▶ _EXCERPT_

*** Block opens ***

Cardamom Prune Teff Millet Muffins (gluten free, vegan, sugar free)


I laugh at how often I've posted lately; I really have been doing lots of things other than baking, eating, and blogging, I swear!  But, I baked these up this morning, some for me and some for a friend, and they were really good, so I felt compelled to write up a post before heading off for the day. 

I tried out a couple new things in this recipe.  First, I used teff flour. I haven't tried baking with teff flour before, which is funny, because teff is everywhere in Minneapolis.  There is a large East African immigrant population here, and you can easily find teff flour everywhere from the corner Ethiopian market to in the bulk bins at the co-op.  But for some reason, it remained as the one GF flour I just hadn't tried.  So, it was time..

*** Block closes ***

▶ _PROBLEM REQUIREMENTS_
Extract the entire muffin post word for word, from its title through its final sentence. None of the material after this point is needed.

▶ _INFORMATION SUPPLIED_
*** Block opens ***

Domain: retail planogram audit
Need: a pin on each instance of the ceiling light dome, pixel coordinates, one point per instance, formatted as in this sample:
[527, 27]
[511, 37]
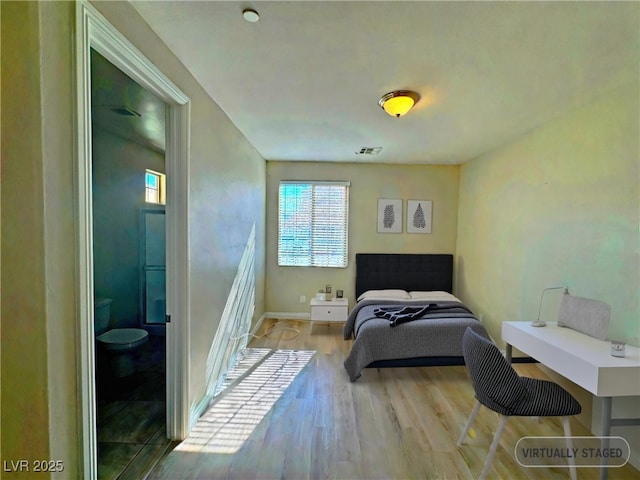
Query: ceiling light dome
[398, 102]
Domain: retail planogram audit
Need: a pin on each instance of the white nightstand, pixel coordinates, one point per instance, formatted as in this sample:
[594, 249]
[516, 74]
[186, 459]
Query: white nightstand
[335, 310]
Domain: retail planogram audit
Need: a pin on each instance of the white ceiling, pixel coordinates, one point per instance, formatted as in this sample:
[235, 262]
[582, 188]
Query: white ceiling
[303, 82]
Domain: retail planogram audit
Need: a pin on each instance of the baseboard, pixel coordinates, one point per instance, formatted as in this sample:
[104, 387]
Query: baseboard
[288, 315]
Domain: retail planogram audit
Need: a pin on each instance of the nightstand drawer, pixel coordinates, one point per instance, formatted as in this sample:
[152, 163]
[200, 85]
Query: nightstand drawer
[331, 311]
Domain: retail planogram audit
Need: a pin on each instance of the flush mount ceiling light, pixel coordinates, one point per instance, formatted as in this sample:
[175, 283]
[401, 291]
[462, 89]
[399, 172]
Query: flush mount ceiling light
[250, 15]
[398, 102]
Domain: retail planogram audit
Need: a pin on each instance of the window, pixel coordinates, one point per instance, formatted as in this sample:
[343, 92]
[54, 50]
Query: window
[313, 224]
[154, 187]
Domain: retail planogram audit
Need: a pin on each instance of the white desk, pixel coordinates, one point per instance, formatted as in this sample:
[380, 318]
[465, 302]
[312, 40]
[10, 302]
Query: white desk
[582, 359]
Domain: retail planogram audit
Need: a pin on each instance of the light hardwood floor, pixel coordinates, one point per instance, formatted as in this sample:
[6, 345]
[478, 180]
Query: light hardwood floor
[400, 423]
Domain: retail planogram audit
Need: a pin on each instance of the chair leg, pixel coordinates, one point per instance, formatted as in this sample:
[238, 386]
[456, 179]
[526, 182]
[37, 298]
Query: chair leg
[567, 434]
[494, 446]
[467, 427]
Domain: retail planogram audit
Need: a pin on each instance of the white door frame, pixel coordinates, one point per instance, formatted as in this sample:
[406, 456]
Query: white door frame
[94, 31]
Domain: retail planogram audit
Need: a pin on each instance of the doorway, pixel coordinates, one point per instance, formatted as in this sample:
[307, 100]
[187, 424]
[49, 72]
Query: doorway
[128, 198]
[93, 31]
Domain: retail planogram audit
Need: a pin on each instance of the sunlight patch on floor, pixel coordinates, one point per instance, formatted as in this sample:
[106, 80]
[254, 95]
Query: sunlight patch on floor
[230, 421]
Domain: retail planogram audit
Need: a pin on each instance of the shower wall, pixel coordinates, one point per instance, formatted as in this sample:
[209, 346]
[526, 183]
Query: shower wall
[118, 197]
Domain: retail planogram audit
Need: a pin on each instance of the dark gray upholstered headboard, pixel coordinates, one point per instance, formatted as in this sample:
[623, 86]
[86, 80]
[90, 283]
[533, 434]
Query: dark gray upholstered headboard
[406, 271]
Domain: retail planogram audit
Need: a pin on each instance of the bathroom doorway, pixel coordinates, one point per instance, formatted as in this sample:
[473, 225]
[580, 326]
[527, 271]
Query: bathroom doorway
[93, 31]
[129, 251]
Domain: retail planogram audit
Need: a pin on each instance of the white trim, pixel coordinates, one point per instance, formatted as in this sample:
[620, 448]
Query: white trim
[287, 315]
[94, 31]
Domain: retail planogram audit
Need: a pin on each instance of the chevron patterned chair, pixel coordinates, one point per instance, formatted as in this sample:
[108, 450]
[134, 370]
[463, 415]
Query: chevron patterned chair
[498, 387]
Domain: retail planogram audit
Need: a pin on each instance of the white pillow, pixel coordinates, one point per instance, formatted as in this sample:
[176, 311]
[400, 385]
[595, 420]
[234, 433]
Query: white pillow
[436, 295]
[389, 294]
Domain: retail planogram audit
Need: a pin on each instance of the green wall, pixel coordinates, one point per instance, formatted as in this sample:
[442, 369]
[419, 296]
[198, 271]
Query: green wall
[369, 182]
[558, 206]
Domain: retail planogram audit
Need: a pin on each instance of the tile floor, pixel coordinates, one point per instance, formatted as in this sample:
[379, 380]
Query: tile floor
[131, 415]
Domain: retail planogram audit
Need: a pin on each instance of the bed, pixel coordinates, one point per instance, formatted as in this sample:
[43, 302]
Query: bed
[406, 314]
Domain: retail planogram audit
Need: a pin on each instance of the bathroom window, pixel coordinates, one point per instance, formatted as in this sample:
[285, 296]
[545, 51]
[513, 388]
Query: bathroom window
[154, 191]
[313, 220]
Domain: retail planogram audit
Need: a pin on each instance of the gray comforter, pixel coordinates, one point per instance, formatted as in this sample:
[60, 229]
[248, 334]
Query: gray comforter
[436, 334]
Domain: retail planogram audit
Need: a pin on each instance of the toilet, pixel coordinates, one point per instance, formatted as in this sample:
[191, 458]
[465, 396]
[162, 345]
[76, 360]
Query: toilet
[118, 343]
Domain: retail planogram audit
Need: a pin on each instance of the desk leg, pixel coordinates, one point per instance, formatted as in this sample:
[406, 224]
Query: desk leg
[605, 422]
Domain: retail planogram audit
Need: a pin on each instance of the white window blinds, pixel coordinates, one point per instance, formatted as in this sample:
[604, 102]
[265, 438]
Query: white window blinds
[313, 224]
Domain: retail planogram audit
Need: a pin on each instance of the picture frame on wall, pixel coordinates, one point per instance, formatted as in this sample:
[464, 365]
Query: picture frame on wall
[389, 215]
[419, 216]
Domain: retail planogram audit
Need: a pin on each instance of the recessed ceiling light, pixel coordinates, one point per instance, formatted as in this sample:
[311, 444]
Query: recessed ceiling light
[250, 15]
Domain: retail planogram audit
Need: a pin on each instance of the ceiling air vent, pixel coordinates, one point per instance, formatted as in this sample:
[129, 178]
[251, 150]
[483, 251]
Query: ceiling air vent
[369, 151]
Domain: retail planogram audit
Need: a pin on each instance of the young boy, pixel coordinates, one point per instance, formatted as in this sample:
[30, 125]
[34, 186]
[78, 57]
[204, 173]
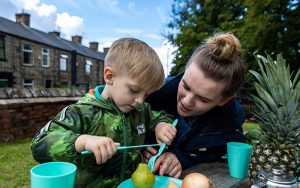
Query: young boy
[107, 117]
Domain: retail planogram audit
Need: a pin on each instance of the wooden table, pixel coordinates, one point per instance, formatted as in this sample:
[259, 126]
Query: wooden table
[219, 174]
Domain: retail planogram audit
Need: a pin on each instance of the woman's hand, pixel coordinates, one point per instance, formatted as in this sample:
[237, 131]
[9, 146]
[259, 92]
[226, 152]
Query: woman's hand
[165, 132]
[167, 163]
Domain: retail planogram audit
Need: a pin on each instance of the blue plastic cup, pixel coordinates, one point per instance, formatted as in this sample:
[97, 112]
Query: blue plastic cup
[53, 174]
[239, 155]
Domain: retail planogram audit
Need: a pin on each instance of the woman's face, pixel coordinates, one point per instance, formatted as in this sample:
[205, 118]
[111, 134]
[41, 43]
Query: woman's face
[197, 93]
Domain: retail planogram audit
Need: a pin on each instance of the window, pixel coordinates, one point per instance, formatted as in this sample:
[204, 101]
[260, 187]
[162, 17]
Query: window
[88, 64]
[64, 84]
[63, 62]
[28, 83]
[45, 57]
[4, 83]
[27, 55]
[2, 48]
[48, 83]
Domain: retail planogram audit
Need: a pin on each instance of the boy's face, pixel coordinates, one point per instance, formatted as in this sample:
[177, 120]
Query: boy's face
[126, 92]
[197, 93]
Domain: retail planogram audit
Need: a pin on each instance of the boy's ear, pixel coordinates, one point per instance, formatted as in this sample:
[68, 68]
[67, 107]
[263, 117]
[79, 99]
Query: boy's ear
[108, 75]
[225, 100]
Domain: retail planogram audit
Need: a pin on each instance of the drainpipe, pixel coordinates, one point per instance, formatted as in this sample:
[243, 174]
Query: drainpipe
[74, 68]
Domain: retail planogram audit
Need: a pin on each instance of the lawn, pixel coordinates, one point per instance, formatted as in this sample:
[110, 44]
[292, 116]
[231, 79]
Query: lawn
[16, 161]
[15, 164]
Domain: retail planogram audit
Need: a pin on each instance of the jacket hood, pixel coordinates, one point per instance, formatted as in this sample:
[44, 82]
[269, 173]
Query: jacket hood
[90, 99]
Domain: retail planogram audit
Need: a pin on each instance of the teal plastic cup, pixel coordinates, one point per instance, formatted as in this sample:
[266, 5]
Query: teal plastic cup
[238, 155]
[53, 174]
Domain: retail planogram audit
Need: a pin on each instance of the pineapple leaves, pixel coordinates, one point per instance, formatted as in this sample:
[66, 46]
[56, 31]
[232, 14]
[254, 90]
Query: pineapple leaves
[266, 97]
[277, 101]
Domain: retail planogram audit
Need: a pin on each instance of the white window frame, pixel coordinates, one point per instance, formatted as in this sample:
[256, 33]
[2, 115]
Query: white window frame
[45, 52]
[28, 85]
[31, 55]
[88, 65]
[65, 62]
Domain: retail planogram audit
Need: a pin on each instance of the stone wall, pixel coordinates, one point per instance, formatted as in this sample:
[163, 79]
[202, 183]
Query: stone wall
[23, 117]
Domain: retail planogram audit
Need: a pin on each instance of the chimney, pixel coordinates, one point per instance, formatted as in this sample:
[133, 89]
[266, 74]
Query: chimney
[94, 46]
[23, 18]
[54, 33]
[105, 50]
[77, 39]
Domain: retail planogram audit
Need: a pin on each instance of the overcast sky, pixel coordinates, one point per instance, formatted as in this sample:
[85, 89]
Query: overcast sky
[100, 20]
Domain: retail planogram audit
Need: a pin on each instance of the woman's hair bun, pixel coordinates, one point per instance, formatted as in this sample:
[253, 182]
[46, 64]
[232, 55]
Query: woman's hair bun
[224, 46]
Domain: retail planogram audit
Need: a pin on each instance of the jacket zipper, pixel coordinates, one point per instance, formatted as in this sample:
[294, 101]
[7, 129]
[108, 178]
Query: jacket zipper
[124, 159]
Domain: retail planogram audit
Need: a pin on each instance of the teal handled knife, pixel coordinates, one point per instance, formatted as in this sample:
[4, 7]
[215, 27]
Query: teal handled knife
[123, 148]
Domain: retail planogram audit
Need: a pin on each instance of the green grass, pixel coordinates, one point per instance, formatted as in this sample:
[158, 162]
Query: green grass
[250, 126]
[15, 164]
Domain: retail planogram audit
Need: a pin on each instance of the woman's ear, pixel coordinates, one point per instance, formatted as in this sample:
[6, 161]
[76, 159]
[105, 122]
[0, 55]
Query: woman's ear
[108, 75]
[224, 100]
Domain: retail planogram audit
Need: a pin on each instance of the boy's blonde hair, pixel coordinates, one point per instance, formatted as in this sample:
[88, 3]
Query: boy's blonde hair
[135, 58]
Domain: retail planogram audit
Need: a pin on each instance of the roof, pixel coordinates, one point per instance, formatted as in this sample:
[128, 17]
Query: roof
[23, 31]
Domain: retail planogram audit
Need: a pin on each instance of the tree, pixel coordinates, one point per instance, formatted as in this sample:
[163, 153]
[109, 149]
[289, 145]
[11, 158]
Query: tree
[195, 20]
[272, 27]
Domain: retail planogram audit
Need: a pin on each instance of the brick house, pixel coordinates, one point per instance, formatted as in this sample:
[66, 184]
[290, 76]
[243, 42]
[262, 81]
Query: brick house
[36, 59]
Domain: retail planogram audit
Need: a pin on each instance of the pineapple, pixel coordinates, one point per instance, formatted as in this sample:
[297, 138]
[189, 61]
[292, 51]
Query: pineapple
[278, 114]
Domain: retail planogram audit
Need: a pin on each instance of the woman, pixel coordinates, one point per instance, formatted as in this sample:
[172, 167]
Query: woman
[202, 98]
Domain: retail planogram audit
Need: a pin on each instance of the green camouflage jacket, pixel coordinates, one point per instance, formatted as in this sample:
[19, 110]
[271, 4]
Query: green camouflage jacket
[56, 141]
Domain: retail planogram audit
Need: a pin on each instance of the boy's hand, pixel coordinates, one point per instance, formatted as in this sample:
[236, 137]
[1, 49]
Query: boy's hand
[102, 147]
[165, 132]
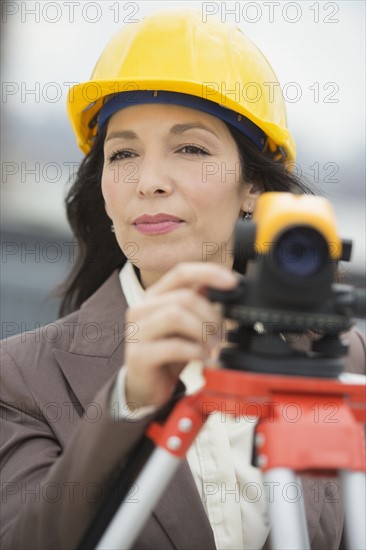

*** Block closes ***

▶ _RESULT_
Cardamom Prune Teff Millet Muffins (gluten free, vegan, sugar free)


I laugh at how often I've posted lately; I really have been doing lots of things other than baking, eating, and blogging, I swear!  But, I baked these up this morning, some for me and some for a friend, and they were really good, so I felt compelled to write up a post before heading off for the day. 

I tried out a couple new things in this recipe.  First, I used teff flour. I haven't tried baking with teff flour before, which is funny, because teff is everywhere in Minneapolis.  There is a large East African immigrant population here, and you can easily find teff flour everywhere from the corner Ethiopian market to in the bulk bins at the co-op.  But for some reason, it remained as the one GF flour I just hadn't tried.  So, it was time..